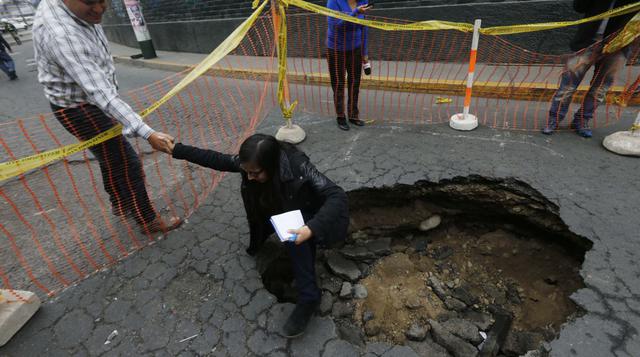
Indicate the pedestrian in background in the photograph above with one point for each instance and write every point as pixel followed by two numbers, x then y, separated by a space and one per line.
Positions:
pixel 589 42
pixel 347 52
pixel 6 62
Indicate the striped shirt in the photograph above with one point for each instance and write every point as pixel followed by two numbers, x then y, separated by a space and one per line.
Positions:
pixel 75 65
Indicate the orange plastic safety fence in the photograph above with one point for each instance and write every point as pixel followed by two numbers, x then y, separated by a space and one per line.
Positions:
pixel 62 222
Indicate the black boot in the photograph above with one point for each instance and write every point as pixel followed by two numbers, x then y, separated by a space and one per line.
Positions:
pixel 355 121
pixel 342 123
pixel 299 319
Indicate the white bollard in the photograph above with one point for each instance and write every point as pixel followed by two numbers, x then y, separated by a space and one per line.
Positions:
pixel 291 133
pixel 16 308
pixel 625 142
pixel 464 120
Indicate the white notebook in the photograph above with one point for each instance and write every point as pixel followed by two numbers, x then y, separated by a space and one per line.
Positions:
pixel 285 221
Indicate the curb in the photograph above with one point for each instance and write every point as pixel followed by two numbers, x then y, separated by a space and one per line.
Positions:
pixel 481 89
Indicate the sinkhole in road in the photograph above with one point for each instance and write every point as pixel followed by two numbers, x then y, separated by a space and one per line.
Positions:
pixel 453 267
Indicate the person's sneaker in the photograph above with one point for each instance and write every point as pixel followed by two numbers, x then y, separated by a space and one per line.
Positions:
pixel 552 125
pixel 548 130
pixel 584 132
pixel 159 225
pixel 299 319
pixel 356 121
pixel 367 68
pixel 342 123
pixel 582 129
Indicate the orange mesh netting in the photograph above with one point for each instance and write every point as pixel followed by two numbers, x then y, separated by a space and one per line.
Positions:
pixel 68 219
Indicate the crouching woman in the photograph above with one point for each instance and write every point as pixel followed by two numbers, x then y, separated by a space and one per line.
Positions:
pixel 277 178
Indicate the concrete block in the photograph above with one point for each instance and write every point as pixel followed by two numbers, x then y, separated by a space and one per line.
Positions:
pixel 16 308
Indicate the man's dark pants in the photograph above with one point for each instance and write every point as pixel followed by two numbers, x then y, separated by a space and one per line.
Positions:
pixel 122 173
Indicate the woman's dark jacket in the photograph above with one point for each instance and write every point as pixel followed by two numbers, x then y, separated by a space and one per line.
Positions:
pixel 585 36
pixel 322 202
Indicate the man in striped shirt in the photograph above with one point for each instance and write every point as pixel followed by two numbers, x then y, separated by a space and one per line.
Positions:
pixel 77 71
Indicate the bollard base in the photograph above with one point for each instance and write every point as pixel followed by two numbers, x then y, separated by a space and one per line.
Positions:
pixel 16 308
pixel 294 134
pixel 623 143
pixel 458 122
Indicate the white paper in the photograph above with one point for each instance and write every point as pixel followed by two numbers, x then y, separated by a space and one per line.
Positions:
pixel 286 221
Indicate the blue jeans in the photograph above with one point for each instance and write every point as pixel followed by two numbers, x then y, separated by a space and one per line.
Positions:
pixel 303 263
pixel 6 63
pixel 606 69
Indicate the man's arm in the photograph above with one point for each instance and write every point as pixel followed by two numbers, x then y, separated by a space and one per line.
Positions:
pixel 94 82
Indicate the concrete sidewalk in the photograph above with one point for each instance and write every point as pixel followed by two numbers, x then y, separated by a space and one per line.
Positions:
pixel 200 282
pixel 492 80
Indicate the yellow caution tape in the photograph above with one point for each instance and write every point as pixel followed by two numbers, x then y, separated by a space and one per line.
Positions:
pixel 446 25
pixel 287 110
pixel 629 33
pixel 514 29
pixel 387 26
pixel 17 167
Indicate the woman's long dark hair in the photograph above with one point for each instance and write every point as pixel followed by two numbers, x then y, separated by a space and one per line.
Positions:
pixel 264 151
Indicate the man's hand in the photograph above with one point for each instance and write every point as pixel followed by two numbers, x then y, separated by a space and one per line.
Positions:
pixel 161 142
pixel 303 234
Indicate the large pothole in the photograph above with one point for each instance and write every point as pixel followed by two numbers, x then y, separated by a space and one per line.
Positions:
pixel 456 267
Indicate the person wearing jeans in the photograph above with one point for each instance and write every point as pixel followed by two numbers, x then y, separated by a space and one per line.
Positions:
pixel 6 62
pixel 589 41
pixel 346 48
pixel 278 178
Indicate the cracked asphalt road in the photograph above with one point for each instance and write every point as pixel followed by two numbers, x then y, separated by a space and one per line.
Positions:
pixel 198 281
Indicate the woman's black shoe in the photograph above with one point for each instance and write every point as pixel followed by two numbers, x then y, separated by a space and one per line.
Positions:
pixel 356 122
pixel 299 319
pixel 342 123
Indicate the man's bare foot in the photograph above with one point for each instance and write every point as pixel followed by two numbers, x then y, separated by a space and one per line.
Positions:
pixel 160 225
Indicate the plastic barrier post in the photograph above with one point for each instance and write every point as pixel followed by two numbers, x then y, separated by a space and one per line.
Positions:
pixel 625 142
pixel 466 121
pixel 290 132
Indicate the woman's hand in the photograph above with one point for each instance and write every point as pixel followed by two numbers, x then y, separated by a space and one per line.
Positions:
pixel 363 8
pixel 303 234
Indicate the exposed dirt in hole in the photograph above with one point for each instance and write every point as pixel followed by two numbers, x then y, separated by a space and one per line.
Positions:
pixel 531 280
pixel 432 265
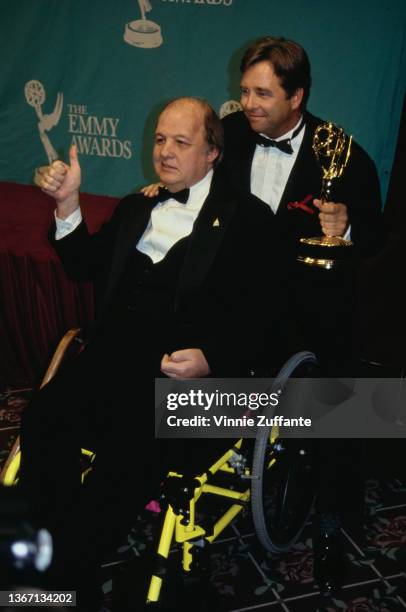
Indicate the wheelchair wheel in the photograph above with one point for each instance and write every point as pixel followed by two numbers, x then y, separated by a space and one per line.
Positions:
pixel 282 489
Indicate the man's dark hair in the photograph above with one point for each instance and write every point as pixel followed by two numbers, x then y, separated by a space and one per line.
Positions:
pixel 289 60
pixel 212 124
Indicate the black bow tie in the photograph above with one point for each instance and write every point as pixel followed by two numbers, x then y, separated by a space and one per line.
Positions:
pixel 282 145
pixel 181 196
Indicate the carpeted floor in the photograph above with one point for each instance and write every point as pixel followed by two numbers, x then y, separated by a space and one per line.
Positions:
pixel 242 576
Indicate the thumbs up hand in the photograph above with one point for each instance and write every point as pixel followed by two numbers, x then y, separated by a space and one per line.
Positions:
pixel 62 182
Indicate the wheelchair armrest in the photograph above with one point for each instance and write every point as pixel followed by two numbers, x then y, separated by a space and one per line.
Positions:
pixel 60 353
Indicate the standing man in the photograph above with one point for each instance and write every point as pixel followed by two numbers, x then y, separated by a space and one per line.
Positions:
pixel 268 154
pixel 175 277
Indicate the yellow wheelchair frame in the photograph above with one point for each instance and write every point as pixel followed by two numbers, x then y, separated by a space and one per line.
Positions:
pixel 180 495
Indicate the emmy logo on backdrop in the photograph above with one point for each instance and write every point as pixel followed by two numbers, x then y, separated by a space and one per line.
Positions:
pixel 35 95
pixel 143 32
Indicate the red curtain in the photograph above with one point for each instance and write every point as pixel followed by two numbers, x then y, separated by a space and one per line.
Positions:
pixel 38 303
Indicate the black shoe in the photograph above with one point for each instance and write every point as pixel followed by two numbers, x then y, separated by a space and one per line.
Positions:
pixel 330 566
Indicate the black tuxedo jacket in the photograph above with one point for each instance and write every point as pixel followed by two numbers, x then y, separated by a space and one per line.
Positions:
^^^^^^^^
- Work to complete -
Search the entries for the word "shirt", then copy every line in which it is found.

- Response for this exercise -
Indicate the striped shirt in the photograph above with one point for each instance and write every point as pixel followed by two numbers, x then y, separated by a space and one per line.
Indicate the man in striped shirt in the photograph above with one point for each instance and write every point as pixel followed by two numbers, x then y, separated by a space and one per line.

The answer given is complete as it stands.